• **TO DO**
Rewrite the records from the start up to and including the line with "[[[407,480],[430,480],[428,474],[415,465],[407,472]]]", requests and all, scaling every coordinate in the answers by 0.6 and rounding to whole numbers with halves going up. Leave out the pictures.

[Labeled area outline items]
· · · · · · ·

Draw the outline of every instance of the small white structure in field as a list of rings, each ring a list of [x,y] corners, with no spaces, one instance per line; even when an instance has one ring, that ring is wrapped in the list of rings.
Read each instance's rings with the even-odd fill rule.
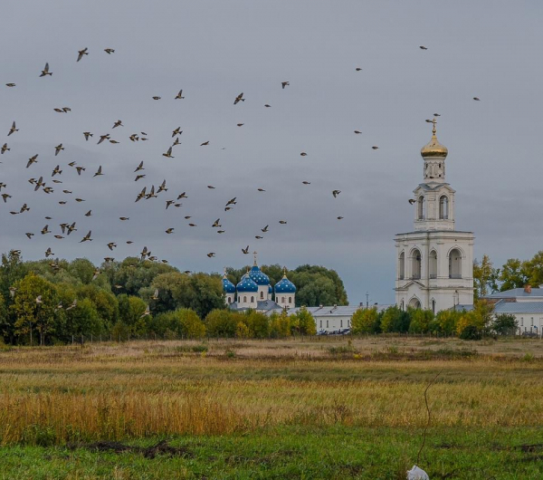
[[[407,480],[430,480],[428,474],[415,465],[407,472]]]

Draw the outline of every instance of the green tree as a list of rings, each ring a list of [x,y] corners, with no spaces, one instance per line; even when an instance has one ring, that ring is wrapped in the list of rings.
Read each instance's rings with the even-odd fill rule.
[[[523,264],[528,283],[534,286],[543,284],[543,250],[538,252],[531,260]]]
[[[435,317],[436,331],[444,335],[454,335],[458,320],[462,315],[462,312],[455,310],[442,310]]]
[[[58,302],[54,285],[31,273],[17,282],[15,288],[14,302],[11,305],[16,317],[15,333],[29,333],[32,343],[32,331],[35,328],[40,336],[40,345],[43,345],[45,335],[51,333],[54,327]]]
[[[494,307],[480,300],[471,312],[463,312],[456,323],[456,331],[462,340],[478,340],[488,334],[492,325]]]
[[[77,298],[88,298],[92,302],[105,331],[109,331],[117,322],[119,302],[113,293],[96,284],[88,284],[77,289]]]
[[[499,313],[492,323],[492,330],[498,335],[514,335],[518,328],[517,317],[512,313]]]
[[[522,288],[528,283],[528,275],[523,265],[518,258],[510,258],[498,271],[498,279],[500,282],[500,290],[504,292],[513,288]]]
[[[410,310],[409,331],[411,333],[428,333],[433,322],[433,313],[431,310],[414,309]]]
[[[174,312],[181,335],[186,339],[201,339],[205,336],[205,325],[195,312],[190,309],[178,309]]]
[[[211,337],[234,337],[238,322],[243,315],[226,309],[215,309],[207,313],[204,323]]]
[[[180,280],[173,292],[177,308],[190,308],[200,318],[217,309],[225,309],[223,283],[219,275],[194,274]]]
[[[272,338],[284,338],[291,336],[291,318],[285,310],[281,313],[273,312],[270,315],[270,336]]]
[[[96,306],[89,298],[84,298],[77,302],[77,306],[65,312],[66,328],[71,335],[78,341],[81,335],[100,335],[102,332],[103,323],[96,310]]]
[[[299,333],[302,335],[315,335],[317,333],[315,319],[306,308],[300,308],[296,313],[291,315],[291,327]]]
[[[407,330],[404,329],[405,328],[405,324],[406,329],[409,329],[409,320],[410,314],[408,312],[403,312],[396,305],[392,305],[385,310],[381,315],[381,331],[384,333],[407,331]]]
[[[359,308],[353,313],[351,329],[353,333],[376,333],[379,328],[379,313],[376,307]]]
[[[481,264],[477,260],[473,262],[473,295],[475,300],[493,293],[497,290],[496,280],[496,270],[487,254],[482,255]]]
[[[252,338],[265,339],[270,336],[270,319],[261,312],[247,310],[243,315],[243,323]]]
[[[145,302],[138,297],[126,294],[119,295],[118,301],[120,323],[126,325],[131,334],[144,334],[146,319],[142,315],[147,308]]]

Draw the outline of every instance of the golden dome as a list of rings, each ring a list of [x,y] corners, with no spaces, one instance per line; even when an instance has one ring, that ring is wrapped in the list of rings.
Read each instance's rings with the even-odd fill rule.
[[[421,149],[423,158],[428,157],[443,157],[445,158],[449,150],[444,145],[442,145],[435,136],[435,119],[433,120],[433,128],[432,129],[432,139]]]

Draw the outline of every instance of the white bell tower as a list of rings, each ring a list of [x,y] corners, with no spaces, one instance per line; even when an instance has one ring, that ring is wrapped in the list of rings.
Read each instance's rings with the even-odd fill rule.
[[[473,303],[473,233],[454,229],[455,191],[445,181],[447,148],[435,136],[421,149],[424,183],[409,203],[414,206],[413,232],[397,234],[395,301],[398,307],[437,313]]]

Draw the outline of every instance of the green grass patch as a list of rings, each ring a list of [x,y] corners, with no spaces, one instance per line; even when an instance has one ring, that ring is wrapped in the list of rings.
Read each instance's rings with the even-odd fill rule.
[[[285,427],[245,435],[167,438],[173,453],[139,450],[164,438],[129,442],[137,451],[83,446],[0,448],[0,479],[405,479],[422,431]],[[121,449],[122,450],[122,449]],[[420,461],[434,479],[539,479],[543,432],[533,428],[433,428]]]

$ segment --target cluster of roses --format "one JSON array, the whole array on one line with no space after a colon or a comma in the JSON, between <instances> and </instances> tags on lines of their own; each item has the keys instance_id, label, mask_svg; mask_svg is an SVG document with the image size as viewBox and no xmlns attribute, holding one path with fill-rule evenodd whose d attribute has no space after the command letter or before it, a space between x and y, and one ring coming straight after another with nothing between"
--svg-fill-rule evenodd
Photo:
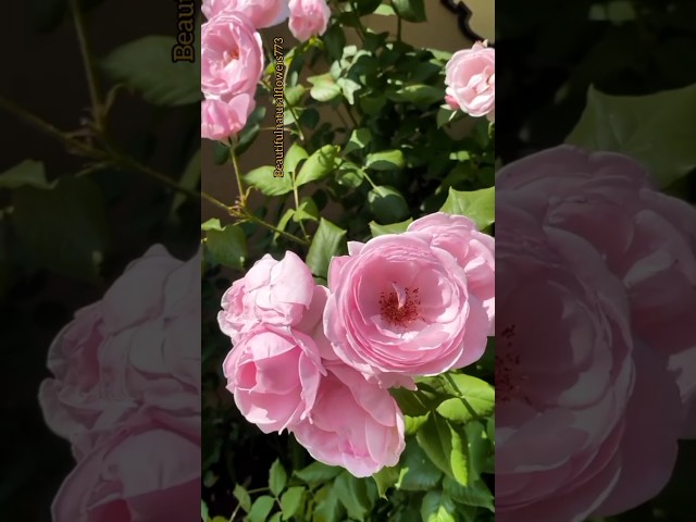
<instances>
[{"instance_id":1,"label":"cluster of roses","mask_svg":"<svg viewBox=\"0 0 696 522\"><path fill-rule=\"evenodd\" d=\"M326 30L326 0L204 0L201 32L201 136L221 140L241 130L253 111L263 75L263 45L257 29L285 20L304 41Z\"/></svg>"},{"instance_id":2,"label":"cluster of roses","mask_svg":"<svg viewBox=\"0 0 696 522\"><path fill-rule=\"evenodd\" d=\"M316 460L368 476L395 465L388 388L475 362L495 319L493 237L435 213L332 259L328 287L293 252L265 256L222 299L223 369L246 419L293 432Z\"/></svg>"}]
</instances>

· · · · · · ·

• **RESULT BELOW**
Draw the outline of every instance of the small white structure in field as a list of rings, each ring a list of [x,y] corners, with no spaces, one instance per line; even when an instance has one ring, that ring is wrapped in the list of rings.
Read each instance's rings with the even-odd fill rule.
[[[244,288],[258,288],[257,284],[249,279],[244,283]]]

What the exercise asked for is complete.